WHAT TO WORK ON
In the text on collapsing trachea, what shape does a collapsed trachea have?

SELECTED TEXT
———
Have you heard about collapsing trachea before? If you have a small or toy dog breed, your dog may develop a collapsing trachea, so it’s important for you to understand what collapsing trachea is, what the symptoms are, and how it’s treated in order to prevent your dog from suffering needlessly before you take him to the vet for a diagnosis. And while larger dog breeds may also suffer from a collapsing trachea, small and toy breeds are significantly more likely to suffer from this condition. In particular, Chihuahuas, Lhasa Apsos, Maltese, Pomeranians, Pugs, Shih Tzus, Toy Poodles, and Yorkies are especially prone to developing collapsing tracheas. Being overweight increases the risk, so it’s very important to know the symptoms if you have a dog that could be at risk.
What is a collapsing trachea?
A collapsing trachea, also known as tracheal collapse, is a result of weakening in the windpipe, causing it to become squished and making it more difficult for your dog to breathe. Whereas the trachea should be circular, a collapsed trachea is a flattened oval shape and isn’t as efficient at bringing air to and from the lungs. It would feel like the equivalent of trying to breathe through a straw.
Most cases of tracheal collapse are thought to be congenital – inherited at birth – although obesity, diet, environmental factors, Cushing’s disease, and multiple respiratory illnesses may all be contributing factors.
What are the symptoms?
-A dry cough that may sound like honking
-Coughing when pressure is placed on the windpipe, such as a leash pulling on a collar or picking the dog up awkwardly
-Gagging or retching, especially while eating or drinking
-Gums turning blue when stressed or excited
-Secondary heart disease
-A dog with both laryngeal paralysis and a collapsing trachea will wheeze when they inhale
-Cough gets worse in hot, humid weather or exposure to smoke or dust
-Abnormally fast breathing
-Unusual breathing sounds
How is it diagnosed?
There are several different ways of diagnosing collapsing trachea. Your vet will probably start with a urinalysis and complete blood count in order to rule out other health issues, like kennel cough. Sometimes a simple X-ray can show the collapsed trachea. Fluoroscopy, a moving X-ray, can show a moving image of the trachea as your dog breathes in and out, but it is a specialized procedure that may not be available in your average vet’s office. An endoscopy – a tiny camera attached to the end of a tube that goes down your dog’s windpipe – can help your vet see any damage to your dog’s trachea, and tissue samples can be removed for additional analysis. Your vet may also do an echocardiogram to check your dog’s heart function since a prolonged amount of time without getting proper oxygen can affect your dog’s heart.
What is the treatment?
The first thing you’ll want to do is replace your dog’s collar with a harness, which will help reduce the amount of pressure on your dog’s trachea. Mild exercise such as slow walks is best, and overexcitement should be avoided.
Mild to moderate tracheal collapse is typically treated with cough suppressants, antispasmodics, bronchodilators, and sedatives to help reduce coughing and anxiety. Your dog’s weight and environment will also be assessed. An overweight dog can get some symptom relief by losing some weight. A dog that lives with a smoker may get some symptom relief if the smoker avoids smoking in the house or near the dog.
Some holistic vets also recommend supplements that may contain glucosamine, chondroitin, and MSM.
Severe cases of collapsing trachea may require surgery, where plastic rings or a stent are placed inside the trachea (depending on the area of collapse) to help keep the airway open.
Collapsing tracheas can get progressively worse, so early diagnosis is key for optimal symptom relief. If your dog is displaying any symptoms of tracheal collapse, you should take him to the vet as soon as possible for a diagnosis.
———
Phrase grounding data:
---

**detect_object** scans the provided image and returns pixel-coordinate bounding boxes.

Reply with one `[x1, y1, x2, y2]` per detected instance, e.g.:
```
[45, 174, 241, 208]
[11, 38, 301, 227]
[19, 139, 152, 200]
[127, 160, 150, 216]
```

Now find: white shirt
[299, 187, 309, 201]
———
EXERCISE OUTPUT
A flattened oval shape.